--- Start ---
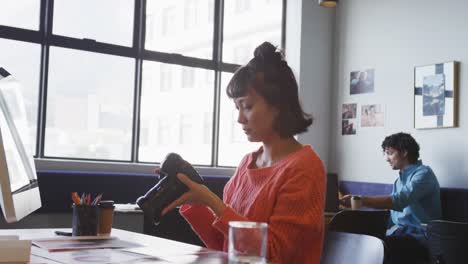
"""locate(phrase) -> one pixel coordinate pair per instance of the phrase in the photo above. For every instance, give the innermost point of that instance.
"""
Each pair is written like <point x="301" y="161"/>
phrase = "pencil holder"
<point x="85" y="220"/>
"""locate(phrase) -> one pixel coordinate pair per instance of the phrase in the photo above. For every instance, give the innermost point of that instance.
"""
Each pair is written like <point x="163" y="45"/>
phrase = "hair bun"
<point x="267" y="52"/>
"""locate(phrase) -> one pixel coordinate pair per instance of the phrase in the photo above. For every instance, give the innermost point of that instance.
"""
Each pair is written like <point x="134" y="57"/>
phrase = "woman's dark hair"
<point x="403" y="142"/>
<point x="271" y="77"/>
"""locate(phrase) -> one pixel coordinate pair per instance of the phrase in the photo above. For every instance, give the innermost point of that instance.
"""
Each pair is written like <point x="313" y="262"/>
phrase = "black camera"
<point x="169" y="187"/>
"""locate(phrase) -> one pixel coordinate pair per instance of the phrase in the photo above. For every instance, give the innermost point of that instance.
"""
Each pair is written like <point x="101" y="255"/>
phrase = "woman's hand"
<point x="197" y="194"/>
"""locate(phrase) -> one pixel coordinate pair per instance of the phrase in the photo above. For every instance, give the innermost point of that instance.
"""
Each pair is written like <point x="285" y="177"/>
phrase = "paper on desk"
<point x="97" y="256"/>
<point x="63" y="244"/>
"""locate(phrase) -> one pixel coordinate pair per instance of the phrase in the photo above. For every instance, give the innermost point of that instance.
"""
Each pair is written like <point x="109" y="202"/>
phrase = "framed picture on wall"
<point x="436" y="95"/>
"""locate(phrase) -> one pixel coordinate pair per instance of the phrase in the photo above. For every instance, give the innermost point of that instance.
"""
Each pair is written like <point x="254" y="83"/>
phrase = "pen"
<point x="61" y="233"/>
<point x="97" y="199"/>
<point x="75" y="198"/>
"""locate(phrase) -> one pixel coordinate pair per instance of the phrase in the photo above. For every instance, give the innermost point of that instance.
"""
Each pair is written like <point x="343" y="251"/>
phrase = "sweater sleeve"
<point x="200" y="219"/>
<point x="298" y="213"/>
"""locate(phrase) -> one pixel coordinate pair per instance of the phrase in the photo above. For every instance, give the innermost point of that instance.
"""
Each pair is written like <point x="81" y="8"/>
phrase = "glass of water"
<point x="247" y="242"/>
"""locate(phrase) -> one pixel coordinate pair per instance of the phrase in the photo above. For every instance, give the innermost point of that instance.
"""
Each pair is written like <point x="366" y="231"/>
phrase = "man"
<point x="414" y="201"/>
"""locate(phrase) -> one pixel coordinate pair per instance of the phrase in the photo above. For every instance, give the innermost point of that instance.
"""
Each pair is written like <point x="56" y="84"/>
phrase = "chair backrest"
<point x="331" y="198"/>
<point x="447" y="241"/>
<point x="373" y="223"/>
<point x="340" y="247"/>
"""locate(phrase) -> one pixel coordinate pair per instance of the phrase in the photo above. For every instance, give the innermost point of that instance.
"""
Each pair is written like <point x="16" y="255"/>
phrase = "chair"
<point x="342" y="247"/>
<point x="447" y="241"/>
<point x="373" y="223"/>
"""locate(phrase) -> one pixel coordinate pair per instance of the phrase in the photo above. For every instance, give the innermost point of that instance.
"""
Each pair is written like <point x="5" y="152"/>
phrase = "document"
<point x="77" y="243"/>
<point x="106" y="256"/>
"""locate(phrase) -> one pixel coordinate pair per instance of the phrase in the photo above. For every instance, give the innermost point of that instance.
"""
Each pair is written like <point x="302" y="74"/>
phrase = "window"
<point x="14" y="55"/>
<point x="90" y="114"/>
<point x="188" y="77"/>
<point x="21" y="14"/>
<point x="208" y="127"/>
<point x="248" y="29"/>
<point x="210" y="11"/>
<point x="109" y="21"/>
<point x="168" y="24"/>
<point x="185" y="108"/>
<point x="130" y="80"/>
<point x="165" y="77"/>
<point x="186" y="129"/>
<point x="190" y="18"/>
<point x="181" y="33"/>
<point x="241" y="6"/>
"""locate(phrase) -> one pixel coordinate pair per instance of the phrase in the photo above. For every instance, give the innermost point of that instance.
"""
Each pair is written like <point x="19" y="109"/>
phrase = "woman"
<point x="282" y="183"/>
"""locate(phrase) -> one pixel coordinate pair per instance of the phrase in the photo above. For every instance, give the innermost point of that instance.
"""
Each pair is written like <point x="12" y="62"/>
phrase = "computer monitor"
<point x="19" y="191"/>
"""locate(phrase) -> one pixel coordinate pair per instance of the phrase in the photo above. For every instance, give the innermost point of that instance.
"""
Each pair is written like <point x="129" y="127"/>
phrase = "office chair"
<point x="340" y="247"/>
<point x="373" y="223"/>
<point x="447" y="241"/>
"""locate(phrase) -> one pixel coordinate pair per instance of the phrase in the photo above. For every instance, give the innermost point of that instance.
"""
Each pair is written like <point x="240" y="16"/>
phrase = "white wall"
<point x="314" y="73"/>
<point x="393" y="37"/>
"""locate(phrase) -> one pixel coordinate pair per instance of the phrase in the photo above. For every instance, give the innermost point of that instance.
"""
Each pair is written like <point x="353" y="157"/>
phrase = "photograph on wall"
<point x="348" y="127"/>
<point x="372" y="115"/>
<point x="349" y="111"/>
<point x="349" y="119"/>
<point x="362" y="82"/>
<point x="435" y="95"/>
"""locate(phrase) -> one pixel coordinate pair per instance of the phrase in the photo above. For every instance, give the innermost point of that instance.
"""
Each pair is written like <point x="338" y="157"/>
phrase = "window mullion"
<point x="138" y="42"/>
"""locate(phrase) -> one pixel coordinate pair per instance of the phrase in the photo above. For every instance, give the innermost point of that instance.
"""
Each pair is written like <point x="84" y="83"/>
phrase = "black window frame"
<point x="47" y="39"/>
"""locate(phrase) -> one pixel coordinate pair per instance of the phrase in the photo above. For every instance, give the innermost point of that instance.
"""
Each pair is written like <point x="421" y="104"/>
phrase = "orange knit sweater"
<point x="289" y="196"/>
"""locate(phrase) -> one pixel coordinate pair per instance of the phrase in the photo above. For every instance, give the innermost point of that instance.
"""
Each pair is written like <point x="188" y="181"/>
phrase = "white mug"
<point x="356" y="202"/>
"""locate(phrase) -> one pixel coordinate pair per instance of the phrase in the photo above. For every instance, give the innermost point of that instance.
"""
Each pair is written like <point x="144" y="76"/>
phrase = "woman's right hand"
<point x="197" y="194"/>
--- End ---
**STATED GOAL:** Find each line in the rows above that contains the word "hand", and copy those lines.

**ANSWER BELOW:**
phrase = "woman's hand"
phrase = "woman's right hand"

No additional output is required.